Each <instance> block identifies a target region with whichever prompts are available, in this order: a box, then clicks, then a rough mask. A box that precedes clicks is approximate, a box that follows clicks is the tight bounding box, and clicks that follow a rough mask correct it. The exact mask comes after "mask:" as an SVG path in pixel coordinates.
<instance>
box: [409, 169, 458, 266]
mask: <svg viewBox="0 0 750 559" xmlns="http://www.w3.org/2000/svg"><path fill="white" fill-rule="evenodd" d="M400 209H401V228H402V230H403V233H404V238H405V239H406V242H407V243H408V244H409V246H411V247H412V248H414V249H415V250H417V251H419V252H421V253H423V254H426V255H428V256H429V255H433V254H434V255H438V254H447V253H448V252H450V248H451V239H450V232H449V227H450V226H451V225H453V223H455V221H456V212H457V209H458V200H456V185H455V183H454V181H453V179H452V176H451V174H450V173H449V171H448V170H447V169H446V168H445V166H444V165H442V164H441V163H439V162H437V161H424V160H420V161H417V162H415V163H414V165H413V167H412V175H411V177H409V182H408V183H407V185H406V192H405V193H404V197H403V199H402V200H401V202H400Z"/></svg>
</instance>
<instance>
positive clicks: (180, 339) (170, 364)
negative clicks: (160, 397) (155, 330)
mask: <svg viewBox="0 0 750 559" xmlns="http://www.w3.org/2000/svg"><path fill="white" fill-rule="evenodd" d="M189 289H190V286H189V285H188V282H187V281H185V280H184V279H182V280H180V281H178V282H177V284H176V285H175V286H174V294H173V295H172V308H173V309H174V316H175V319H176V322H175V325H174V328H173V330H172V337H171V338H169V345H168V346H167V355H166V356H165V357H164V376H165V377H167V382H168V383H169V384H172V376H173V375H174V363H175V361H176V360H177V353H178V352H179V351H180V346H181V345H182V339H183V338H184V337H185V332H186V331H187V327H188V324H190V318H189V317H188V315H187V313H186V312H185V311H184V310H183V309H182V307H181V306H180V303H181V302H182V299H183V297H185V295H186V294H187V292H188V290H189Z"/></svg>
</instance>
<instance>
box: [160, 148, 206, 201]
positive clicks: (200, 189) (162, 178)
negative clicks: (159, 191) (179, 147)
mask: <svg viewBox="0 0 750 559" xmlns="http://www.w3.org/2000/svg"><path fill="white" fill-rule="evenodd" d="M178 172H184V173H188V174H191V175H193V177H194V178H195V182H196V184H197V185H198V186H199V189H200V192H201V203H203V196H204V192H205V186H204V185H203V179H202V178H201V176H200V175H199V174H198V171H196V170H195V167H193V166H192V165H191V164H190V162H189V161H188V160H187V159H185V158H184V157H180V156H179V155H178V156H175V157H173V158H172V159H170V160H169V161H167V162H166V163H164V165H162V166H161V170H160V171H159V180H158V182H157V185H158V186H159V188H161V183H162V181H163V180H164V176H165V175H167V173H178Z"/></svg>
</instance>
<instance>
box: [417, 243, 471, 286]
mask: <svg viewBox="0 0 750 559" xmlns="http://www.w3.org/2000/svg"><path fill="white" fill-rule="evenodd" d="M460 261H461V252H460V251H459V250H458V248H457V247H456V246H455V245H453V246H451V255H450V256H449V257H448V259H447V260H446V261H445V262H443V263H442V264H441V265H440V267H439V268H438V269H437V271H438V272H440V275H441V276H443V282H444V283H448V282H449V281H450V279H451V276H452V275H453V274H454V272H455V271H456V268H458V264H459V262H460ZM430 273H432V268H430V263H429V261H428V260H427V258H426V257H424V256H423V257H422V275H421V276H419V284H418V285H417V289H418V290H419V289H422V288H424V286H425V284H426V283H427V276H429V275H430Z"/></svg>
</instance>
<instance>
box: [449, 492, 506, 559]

■ ■ ■ ■

WORK TO BE COMPLETED
All entries are to be retyped with no difference from the original.

RESULT OF THIS EXERCISE
Each <instance> block identifies a target region with whichever prompts are available, in this order: a box, then clicks, then a rough mask. A box that precedes clicks is approximate, a box that follows clicks is the tight bounding box, and clicks that follow a rough mask correct it. The exact mask comes after "mask:" as an SVG path in pixel coordinates.
<instance>
box: [409, 169, 458, 266]
mask: <svg viewBox="0 0 750 559" xmlns="http://www.w3.org/2000/svg"><path fill="white" fill-rule="evenodd" d="M400 209H401V228H402V230H403V233H404V238H405V239H406V242H407V243H408V244H409V246H411V247H412V248H414V249H415V250H417V251H419V252H421V253H423V254H426V255H428V256H429V255H433V254H434V255H438V254H447V253H448V252H450V248H451V239H450V232H449V227H450V226H451V225H453V223H455V221H456V212H457V209H458V200H456V185H455V183H454V181H453V179H452V176H451V174H450V173H449V171H448V170H447V169H446V168H445V166H444V165H442V164H441V163H439V162H437V161H424V160H420V161H417V162H415V163H414V165H413V167H412V175H411V177H409V182H408V183H407V185H406V192H405V193H404V197H403V199H402V200H401V202H400Z"/></svg>
</instance>
<instance>
positive clicks: (180, 339) (170, 364)
negative clicks: (160, 397) (155, 330)
mask: <svg viewBox="0 0 750 559" xmlns="http://www.w3.org/2000/svg"><path fill="white" fill-rule="evenodd" d="M189 289H190V286H189V285H188V282H187V281H185V280H184V279H182V280H180V281H178V282H177V284H176V285H175V286H174V294H173V295H172V308H173V309H174V316H175V319H176V322H175V325H174V328H173V330H172V337H171V338H169V345H168V346H167V355H166V356H165V357H164V376H165V377H167V382H168V383H169V384H172V376H173V375H174V363H175V361H176V360H177V353H178V352H179V351H180V346H181V345H182V339H183V338H184V337H185V332H186V331H187V327H188V324H190V318H189V317H188V315H187V313H186V312H185V311H184V310H183V309H182V307H181V306H180V303H181V302H182V299H183V297H185V295H186V294H187V292H188V290H189Z"/></svg>
</instance>
<instance>
box: [160, 148, 206, 201]
positive clicks: (200, 189) (162, 178)
negative clicks: (159, 191) (179, 147)
mask: <svg viewBox="0 0 750 559" xmlns="http://www.w3.org/2000/svg"><path fill="white" fill-rule="evenodd" d="M178 172H184V173H188V174H191V175H193V177H194V178H195V182H196V184H197V185H198V186H199V189H200V192H201V203H203V196H204V192H205V186H204V185H203V179H202V178H201V176H200V175H199V174H198V171H196V170H195V167H193V166H192V165H191V164H190V162H189V161H188V160H187V159H185V158H184V157H180V156H179V155H178V156H175V157H173V158H172V159H170V160H169V161H167V162H166V163H164V165H162V166H161V170H160V171H159V180H158V182H157V185H158V186H159V188H161V183H162V181H163V180H164V176H165V175H167V173H178Z"/></svg>
</instance>
<instance>
box: [417, 243, 471, 286]
mask: <svg viewBox="0 0 750 559" xmlns="http://www.w3.org/2000/svg"><path fill="white" fill-rule="evenodd" d="M460 261H461V252H460V251H459V250H458V248H457V247H456V246H455V245H453V246H451V255H450V256H449V257H448V259H447V260H446V261H445V262H443V263H442V264H441V265H440V267H439V268H438V269H437V271H438V272H440V275H441V276H443V282H444V283H448V282H449V281H450V279H451V276H452V275H453V274H454V272H455V271H456V268H458V264H459V262H460ZM430 273H432V268H430V263H429V261H428V260H427V258H426V257H424V256H423V257H422V275H421V276H419V284H418V285H417V289H418V290H419V289H422V288H424V286H425V284H426V283H427V276H429V275H430Z"/></svg>
</instance>
<instance>
box: [449, 492, 506, 559]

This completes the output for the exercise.